■ Supplied information

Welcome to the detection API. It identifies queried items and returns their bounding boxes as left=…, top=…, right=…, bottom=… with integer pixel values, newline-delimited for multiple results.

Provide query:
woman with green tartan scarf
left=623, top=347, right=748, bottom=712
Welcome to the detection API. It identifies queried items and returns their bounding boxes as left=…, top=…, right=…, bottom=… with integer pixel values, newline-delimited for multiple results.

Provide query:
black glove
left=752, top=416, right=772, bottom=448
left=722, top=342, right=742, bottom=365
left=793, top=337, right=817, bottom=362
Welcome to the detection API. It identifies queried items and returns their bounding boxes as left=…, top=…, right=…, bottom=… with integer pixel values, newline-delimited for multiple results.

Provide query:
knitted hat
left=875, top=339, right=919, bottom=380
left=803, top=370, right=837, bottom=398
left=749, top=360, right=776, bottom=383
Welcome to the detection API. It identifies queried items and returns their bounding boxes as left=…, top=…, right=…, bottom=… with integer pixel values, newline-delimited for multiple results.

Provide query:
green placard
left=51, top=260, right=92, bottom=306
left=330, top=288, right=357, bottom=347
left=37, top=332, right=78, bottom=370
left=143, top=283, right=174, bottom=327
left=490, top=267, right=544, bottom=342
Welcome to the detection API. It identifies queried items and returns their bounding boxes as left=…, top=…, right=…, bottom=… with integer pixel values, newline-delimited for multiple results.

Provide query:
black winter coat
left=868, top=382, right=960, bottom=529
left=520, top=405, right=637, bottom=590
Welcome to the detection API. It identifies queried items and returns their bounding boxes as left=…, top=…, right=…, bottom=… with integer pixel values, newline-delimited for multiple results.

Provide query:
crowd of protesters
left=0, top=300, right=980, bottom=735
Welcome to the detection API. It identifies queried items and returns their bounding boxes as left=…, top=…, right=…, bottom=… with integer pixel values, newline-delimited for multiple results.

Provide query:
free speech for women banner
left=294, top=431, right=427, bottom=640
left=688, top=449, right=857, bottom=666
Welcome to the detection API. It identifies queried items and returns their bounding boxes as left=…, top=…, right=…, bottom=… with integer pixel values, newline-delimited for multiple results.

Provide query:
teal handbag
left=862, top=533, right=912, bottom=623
---
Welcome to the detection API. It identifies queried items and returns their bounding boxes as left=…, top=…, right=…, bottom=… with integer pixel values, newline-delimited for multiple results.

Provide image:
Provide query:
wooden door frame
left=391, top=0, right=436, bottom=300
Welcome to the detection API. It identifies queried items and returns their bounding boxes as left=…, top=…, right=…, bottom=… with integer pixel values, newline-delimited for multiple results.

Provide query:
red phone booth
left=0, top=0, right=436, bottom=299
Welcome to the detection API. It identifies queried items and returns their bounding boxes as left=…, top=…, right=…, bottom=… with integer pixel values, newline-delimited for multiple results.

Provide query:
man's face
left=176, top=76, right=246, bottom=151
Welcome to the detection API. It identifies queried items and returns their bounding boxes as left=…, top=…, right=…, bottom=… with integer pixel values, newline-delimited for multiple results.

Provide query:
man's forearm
...
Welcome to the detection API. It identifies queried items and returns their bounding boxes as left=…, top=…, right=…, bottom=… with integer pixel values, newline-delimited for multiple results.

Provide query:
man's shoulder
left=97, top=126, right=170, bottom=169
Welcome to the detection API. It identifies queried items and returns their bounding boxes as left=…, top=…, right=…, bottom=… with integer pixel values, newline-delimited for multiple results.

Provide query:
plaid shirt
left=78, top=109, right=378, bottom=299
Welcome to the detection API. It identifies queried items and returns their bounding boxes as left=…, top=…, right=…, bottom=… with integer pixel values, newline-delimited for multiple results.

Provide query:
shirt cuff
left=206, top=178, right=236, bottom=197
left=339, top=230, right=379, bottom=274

■ Written exercise
Collect every line above that contains the word "green", and copy each of those lines in full.

■ Reply to the exercise
woman with green tartan scarf
green placard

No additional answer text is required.